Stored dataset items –
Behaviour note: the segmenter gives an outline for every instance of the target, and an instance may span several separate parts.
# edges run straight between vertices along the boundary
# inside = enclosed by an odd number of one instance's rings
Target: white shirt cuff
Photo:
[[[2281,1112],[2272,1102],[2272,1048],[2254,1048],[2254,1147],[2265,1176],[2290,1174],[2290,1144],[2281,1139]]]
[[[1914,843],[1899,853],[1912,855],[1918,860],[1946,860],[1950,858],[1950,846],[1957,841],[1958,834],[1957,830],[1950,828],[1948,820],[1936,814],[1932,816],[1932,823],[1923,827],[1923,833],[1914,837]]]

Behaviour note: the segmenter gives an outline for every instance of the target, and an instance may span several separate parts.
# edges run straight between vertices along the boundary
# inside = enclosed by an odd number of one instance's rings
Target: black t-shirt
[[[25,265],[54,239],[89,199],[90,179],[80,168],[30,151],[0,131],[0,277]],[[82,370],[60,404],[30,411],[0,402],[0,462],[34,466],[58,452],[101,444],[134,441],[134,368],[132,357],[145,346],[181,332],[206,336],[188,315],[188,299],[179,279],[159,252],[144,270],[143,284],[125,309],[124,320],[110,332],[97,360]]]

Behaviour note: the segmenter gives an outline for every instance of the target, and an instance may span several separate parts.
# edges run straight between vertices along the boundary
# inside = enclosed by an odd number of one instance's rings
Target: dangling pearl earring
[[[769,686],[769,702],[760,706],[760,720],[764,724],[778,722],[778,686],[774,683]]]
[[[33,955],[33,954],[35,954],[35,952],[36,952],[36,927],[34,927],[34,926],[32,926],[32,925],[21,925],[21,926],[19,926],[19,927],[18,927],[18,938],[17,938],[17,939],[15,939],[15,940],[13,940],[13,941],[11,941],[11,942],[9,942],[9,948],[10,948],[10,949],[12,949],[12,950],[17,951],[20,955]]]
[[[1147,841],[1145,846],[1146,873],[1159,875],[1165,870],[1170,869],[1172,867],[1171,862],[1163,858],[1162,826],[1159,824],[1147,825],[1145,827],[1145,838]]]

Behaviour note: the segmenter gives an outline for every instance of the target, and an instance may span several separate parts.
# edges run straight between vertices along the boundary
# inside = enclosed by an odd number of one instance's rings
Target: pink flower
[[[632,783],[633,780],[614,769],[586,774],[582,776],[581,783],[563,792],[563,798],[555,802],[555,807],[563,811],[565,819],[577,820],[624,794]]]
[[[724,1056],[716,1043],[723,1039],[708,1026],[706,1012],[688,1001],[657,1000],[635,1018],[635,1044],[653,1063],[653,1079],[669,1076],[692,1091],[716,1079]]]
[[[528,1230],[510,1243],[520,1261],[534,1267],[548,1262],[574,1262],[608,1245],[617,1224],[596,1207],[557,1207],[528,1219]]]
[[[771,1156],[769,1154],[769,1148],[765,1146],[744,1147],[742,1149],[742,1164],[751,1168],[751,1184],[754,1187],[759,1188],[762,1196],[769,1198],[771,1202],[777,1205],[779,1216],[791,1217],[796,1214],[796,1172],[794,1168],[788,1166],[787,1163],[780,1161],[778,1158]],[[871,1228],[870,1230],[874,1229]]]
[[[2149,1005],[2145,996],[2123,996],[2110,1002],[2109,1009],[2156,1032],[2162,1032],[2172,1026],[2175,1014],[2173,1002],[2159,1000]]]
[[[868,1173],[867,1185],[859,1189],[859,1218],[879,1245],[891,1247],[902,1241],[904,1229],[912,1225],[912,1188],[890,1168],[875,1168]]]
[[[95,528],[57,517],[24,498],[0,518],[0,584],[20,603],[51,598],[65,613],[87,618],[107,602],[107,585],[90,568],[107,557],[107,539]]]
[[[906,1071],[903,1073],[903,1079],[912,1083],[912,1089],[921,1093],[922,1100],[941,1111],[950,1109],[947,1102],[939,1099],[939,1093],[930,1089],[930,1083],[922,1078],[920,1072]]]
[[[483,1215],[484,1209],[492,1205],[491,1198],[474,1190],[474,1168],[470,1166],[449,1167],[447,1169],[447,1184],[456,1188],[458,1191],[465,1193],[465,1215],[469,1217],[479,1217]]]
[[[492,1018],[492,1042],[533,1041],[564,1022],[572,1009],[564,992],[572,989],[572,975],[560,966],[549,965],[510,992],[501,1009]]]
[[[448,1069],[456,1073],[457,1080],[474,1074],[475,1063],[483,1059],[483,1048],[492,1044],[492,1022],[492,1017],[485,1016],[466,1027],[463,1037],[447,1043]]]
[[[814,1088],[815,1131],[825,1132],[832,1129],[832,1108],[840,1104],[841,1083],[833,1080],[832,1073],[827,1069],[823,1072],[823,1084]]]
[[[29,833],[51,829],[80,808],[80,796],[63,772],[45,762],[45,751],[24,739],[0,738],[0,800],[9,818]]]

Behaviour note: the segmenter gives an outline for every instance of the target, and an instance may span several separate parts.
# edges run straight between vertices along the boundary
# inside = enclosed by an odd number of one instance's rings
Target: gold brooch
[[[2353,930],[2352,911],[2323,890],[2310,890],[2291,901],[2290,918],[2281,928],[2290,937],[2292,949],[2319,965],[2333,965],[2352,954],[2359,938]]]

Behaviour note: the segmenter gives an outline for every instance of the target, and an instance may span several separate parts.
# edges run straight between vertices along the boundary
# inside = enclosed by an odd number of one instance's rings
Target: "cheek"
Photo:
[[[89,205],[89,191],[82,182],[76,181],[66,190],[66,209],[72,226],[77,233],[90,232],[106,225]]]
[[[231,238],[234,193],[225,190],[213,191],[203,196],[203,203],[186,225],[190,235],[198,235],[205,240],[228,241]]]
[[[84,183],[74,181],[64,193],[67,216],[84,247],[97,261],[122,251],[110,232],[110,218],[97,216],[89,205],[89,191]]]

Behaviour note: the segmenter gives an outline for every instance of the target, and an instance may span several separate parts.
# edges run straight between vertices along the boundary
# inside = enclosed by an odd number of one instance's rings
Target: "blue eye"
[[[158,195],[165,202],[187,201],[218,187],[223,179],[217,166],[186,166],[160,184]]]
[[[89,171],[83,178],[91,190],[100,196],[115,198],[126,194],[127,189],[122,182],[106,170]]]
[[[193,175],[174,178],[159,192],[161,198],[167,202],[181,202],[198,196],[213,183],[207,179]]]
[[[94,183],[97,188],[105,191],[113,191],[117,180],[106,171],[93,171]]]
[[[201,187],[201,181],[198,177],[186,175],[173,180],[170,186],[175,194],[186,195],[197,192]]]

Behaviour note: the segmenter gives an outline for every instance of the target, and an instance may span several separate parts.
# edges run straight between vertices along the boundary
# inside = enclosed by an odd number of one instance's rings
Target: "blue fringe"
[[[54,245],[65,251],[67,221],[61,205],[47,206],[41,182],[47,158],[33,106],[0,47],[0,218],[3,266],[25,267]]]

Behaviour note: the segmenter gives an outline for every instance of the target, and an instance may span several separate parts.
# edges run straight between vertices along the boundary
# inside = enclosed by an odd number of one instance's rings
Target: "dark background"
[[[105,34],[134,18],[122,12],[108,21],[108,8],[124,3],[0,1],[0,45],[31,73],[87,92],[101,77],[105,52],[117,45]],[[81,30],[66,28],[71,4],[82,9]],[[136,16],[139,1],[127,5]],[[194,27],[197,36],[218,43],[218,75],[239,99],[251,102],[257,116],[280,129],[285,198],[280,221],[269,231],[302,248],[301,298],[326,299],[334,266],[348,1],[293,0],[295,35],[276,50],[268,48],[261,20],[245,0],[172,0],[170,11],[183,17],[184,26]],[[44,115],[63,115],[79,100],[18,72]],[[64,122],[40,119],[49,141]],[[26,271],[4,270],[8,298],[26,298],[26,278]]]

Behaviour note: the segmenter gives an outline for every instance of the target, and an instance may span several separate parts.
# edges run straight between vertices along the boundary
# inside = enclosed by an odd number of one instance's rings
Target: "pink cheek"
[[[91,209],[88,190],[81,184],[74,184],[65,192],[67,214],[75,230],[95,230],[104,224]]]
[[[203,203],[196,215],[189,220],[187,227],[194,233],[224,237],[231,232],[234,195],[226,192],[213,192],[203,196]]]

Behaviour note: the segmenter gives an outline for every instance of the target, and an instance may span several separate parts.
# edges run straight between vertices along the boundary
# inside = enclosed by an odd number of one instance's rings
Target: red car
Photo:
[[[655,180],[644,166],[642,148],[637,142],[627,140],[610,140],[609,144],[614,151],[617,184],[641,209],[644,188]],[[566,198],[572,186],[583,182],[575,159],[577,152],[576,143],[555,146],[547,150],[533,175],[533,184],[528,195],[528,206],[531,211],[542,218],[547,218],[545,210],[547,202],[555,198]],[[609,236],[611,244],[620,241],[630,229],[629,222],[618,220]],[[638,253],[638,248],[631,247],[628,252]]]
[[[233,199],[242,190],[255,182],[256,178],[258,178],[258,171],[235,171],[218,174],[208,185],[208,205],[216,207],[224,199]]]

Problem description – Quote every line of the records above, from the first down to the one holding "Target: white shirt cuff", exactly as written.

Result –
Behaviour note: the segmenter gives an outline for every instance of the target, and an instance may span several separate parts.
# edges run straight between vertices along the boundary
# inside = enclosed by an odd number of one instance's rings
Target: white shirt cuff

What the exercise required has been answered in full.